=== SOURCE DOCUMENT ===
┄┄┄┄┄┄┄┄┄┄

Yiyun Li’s story, “Techniques and Idiosyncrasies” brilliantly anatomizes how sometimes sensibilities clash or somehow we don’t quite take to one another as mutually expected or don’t quite manage to converse well with one another in ordinary life. How sometimes one tries to overwhelm a listener with their own ideas rather than listen to someone else’s ideas rather than their own. Or how some people are so much easier to connect with than others.
Li’s narrative is very directly probing into the tiny little things between two people new to each other that makes life tick. She doesn’t let emotion intervene or attempt an intervention remark. She’s only interested in looking at what happens in a way that it somehow can be in some way accepted. And life will continue. I admire that and not only as a literary technique.
There is a certain clarity achieved where the whole tension, the whole suspense is whether there can be any clarity at all when things go wrong or some sort of beingness doesn’t persist or continue in the way one had hoped it or they would.
My favorite line is when Lilian, the protagonist is asked, “I hope you don’t need to beat yourself up for what happened.” Lilian’s response, “Oh, I don’t beat myself up,” and then, “Life has done that already.”
People expect one’s emotional reaction over “what happened” but if one can shut out the reaction or at least absorb the impact without it kicking off usual expected chain reactions, the damage can be somewhat minimized or sensibly dealt with. And one can keep going.
This story is sad but redemptive in an unexpected very healing way.
The writing is clear and gives access to a state of being which as the narrator suggests few people may experience, or if they do, will be unable or unlikely to write about with this clarity. I find it unsettling and hard to turn away from. The author’s experience mirrors aspects of the narrrator’s experience and knowing this complicates the piece. As a reader am I like Noah, fondling details, or is the author like Noah taking his passenger to the scene where something awful happened?
This section below stood out for me.
‘Noah’s motive—timid in one sense and outrageous in another—was transparent, but there was no point in letting him know that she had seen through him. Her understanding was precisely what he hankered after: he wanted her imagination to be framed by his imagination; he wanted her undivided attention and intense feelings.’
Is the suggested motivation of Noah similar to the motive of any writer or more particularly this writer ? And is this cruel or an attempt to communicate? Reading the piece I felt the narrator wanted to communicate and feared communicating with others (and with herself if communication might bring her nearer to painful feelings).

┄┄┄┄┄┄┄┄┄┄

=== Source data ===
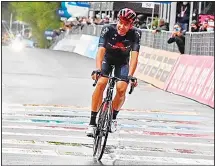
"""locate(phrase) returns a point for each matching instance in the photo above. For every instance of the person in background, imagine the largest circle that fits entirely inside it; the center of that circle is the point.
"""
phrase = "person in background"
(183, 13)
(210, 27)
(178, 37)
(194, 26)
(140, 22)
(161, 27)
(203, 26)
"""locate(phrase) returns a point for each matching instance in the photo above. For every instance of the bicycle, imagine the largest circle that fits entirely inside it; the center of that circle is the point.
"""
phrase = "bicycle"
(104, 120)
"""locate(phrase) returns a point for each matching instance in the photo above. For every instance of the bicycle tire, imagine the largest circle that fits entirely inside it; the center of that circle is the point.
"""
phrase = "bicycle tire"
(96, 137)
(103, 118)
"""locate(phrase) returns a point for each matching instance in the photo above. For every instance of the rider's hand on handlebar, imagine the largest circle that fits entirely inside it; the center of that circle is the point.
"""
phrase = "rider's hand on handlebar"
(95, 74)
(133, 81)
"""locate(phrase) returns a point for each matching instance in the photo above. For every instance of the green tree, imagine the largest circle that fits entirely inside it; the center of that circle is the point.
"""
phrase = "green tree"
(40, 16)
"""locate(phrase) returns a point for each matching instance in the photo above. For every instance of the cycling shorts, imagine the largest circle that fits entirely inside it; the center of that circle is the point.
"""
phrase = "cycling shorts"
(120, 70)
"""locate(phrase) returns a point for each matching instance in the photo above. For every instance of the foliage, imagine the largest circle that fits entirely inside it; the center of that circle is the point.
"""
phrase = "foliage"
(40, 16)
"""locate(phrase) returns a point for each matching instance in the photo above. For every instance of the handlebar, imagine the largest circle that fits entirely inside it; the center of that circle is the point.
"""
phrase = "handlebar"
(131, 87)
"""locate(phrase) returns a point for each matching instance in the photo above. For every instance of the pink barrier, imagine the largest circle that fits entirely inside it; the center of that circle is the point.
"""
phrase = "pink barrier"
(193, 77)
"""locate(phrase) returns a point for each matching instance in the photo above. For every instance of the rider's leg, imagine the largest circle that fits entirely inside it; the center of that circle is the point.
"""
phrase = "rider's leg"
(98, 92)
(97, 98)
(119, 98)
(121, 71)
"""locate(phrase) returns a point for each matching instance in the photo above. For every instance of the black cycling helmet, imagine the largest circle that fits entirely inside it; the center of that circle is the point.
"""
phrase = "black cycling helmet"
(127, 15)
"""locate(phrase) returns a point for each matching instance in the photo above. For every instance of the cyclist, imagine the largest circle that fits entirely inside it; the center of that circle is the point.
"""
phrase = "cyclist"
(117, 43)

┄┄┄┄┄┄┄┄┄┄

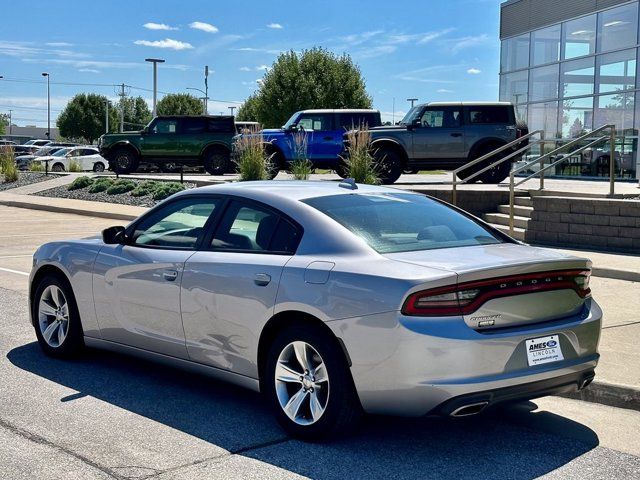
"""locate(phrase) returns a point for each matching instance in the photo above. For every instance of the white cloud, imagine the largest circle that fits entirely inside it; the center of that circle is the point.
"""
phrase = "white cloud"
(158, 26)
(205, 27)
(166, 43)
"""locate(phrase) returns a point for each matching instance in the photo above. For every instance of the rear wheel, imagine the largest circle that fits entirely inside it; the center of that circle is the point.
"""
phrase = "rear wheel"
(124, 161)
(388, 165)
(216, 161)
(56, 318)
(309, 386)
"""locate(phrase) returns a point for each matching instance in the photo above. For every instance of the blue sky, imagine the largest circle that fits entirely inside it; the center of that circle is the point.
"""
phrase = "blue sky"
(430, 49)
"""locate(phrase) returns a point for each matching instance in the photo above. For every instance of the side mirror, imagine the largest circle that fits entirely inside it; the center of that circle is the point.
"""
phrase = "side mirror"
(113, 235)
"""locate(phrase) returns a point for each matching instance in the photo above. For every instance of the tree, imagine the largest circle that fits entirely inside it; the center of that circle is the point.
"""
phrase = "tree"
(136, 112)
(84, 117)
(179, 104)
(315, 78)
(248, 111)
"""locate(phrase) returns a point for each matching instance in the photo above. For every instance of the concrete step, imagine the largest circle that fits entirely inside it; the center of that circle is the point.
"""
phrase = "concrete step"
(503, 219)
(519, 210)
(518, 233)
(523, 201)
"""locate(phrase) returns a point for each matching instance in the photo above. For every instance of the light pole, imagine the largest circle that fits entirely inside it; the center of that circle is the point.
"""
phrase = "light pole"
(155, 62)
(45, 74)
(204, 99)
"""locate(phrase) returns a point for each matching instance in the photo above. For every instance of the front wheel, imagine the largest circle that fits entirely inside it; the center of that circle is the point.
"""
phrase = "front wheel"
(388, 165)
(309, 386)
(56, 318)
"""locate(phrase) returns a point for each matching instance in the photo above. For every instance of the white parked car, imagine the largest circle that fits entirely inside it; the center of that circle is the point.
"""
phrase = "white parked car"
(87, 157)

┄┄┄┄┄┄┄┄┄┄

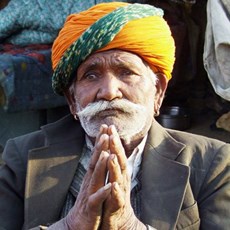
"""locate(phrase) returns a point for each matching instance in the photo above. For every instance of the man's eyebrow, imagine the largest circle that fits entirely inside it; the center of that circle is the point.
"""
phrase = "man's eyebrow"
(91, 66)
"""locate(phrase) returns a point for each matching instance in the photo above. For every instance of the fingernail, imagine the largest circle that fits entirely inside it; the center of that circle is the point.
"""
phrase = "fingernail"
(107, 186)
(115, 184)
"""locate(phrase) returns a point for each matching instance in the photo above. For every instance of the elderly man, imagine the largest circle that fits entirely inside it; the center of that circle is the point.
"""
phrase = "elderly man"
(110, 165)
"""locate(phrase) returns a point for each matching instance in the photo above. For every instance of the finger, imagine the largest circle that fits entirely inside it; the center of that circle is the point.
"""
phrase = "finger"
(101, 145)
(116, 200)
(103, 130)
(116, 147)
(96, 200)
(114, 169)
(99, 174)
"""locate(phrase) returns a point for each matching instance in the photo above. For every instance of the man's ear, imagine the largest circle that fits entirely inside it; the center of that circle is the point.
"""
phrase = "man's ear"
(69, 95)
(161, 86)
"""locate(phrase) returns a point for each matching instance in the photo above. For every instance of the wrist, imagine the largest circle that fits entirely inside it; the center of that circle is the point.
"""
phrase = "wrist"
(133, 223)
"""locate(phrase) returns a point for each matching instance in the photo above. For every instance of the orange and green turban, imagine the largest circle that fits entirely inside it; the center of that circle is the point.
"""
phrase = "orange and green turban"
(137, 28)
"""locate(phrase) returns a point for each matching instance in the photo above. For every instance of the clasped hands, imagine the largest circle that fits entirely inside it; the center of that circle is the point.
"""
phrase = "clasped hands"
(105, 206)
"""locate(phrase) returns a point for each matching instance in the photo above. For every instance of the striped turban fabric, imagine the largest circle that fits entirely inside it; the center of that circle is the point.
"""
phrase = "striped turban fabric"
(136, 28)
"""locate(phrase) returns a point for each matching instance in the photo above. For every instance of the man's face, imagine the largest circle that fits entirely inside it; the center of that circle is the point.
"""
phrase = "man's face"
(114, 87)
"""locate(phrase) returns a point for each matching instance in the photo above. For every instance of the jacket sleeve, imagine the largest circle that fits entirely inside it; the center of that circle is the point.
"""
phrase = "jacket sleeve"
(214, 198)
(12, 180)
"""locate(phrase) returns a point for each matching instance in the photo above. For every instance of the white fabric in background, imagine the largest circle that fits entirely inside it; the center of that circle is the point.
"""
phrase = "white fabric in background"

┄┄┄┄┄┄┄┄┄┄

=== PROBLEMS AND TASKS ===
a - Using the text on Yiyun Li's story, decide whether each statement agrees with it, answering yes or no and quoting the words that settle it: (i) The story's protagonist is named Lilian. (ii) The story is described as sad but redemptive. (iii) Li lets emotion intervene in her narrative.
b - Answer these questions from the text on Yiyun Li's story:
(i) What is the title of Li's story?
(ii) What does Lilian say life has already done to her?
(iii) In the quoted passage, whose imagination did Noah want to frame hers?
The rows are not needed for the tasks.

=== ANSWERS BY ITEM ===
a -
(i) Yes: "My favorite line is when Lilian, the protagonist is asked"
(ii) Yes: "This story is sad but redemptive in an unexpected very healing way."
(iii) No: "She doesn’t let emotion intervene or attempt an intervention remark."

b -
(i) "Techniques and Idiosyncrasies"
(ii) Beaten her up
(iii) His own